Start RECORDS FOR THE EXERCISE
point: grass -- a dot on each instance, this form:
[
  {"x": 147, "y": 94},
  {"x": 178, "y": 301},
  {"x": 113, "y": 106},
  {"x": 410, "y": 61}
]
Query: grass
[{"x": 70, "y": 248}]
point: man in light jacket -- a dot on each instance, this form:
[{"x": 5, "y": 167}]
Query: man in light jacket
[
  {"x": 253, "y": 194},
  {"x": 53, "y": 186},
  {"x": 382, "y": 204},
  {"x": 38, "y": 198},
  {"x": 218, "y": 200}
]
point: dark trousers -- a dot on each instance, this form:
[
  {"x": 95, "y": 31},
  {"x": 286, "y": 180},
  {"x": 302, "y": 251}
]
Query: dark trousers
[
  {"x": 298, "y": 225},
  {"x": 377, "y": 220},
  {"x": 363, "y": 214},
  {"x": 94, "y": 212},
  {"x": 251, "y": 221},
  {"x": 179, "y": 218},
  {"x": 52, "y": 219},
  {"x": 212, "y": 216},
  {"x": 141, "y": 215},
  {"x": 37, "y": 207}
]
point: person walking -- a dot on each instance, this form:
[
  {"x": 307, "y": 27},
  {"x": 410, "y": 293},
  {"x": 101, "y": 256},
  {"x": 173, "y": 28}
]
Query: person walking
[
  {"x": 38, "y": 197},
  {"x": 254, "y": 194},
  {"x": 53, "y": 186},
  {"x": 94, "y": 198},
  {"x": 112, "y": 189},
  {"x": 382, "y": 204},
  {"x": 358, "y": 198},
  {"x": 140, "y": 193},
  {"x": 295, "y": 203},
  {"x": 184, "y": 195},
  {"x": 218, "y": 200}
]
End RECORDS FOR THE EXERCISE
GIVEN INSTRUCTION:
Reproduce all the items above, switching "a dot on each instance" to "one dot per instance" and leaving everything else unchanged.

SOLUTION TO THE PROBLEM:
point: grass -- one dot per instance, this form:
[
  {"x": 147, "y": 94},
  {"x": 178, "y": 301},
  {"x": 113, "y": 106},
  {"x": 410, "y": 61}
]
Query: grass
[{"x": 70, "y": 248}]
point: man in light jacket -- one dot per instance, this form:
[{"x": 5, "y": 167}]
Query: man in light jacket
[
  {"x": 253, "y": 194},
  {"x": 53, "y": 186},
  {"x": 382, "y": 204},
  {"x": 38, "y": 198},
  {"x": 218, "y": 200}
]
point: dark trousers -- one dot per instance, this form:
[
  {"x": 95, "y": 31},
  {"x": 286, "y": 180},
  {"x": 302, "y": 251}
]
Query: dark trousers
[
  {"x": 298, "y": 225},
  {"x": 377, "y": 220},
  {"x": 363, "y": 214},
  {"x": 94, "y": 212},
  {"x": 251, "y": 221},
  {"x": 179, "y": 218},
  {"x": 52, "y": 219},
  {"x": 212, "y": 216},
  {"x": 141, "y": 215},
  {"x": 37, "y": 207}
]
point: person walking -- one dot per instance, this form:
[
  {"x": 307, "y": 27},
  {"x": 410, "y": 293},
  {"x": 101, "y": 256},
  {"x": 173, "y": 28}
]
Query: person walking
[
  {"x": 38, "y": 197},
  {"x": 254, "y": 194},
  {"x": 53, "y": 186},
  {"x": 94, "y": 198},
  {"x": 112, "y": 189},
  {"x": 382, "y": 204},
  {"x": 358, "y": 198},
  {"x": 140, "y": 193},
  {"x": 295, "y": 203},
  {"x": 184, "y": 195},
  {"x": 218, "y": 200}
]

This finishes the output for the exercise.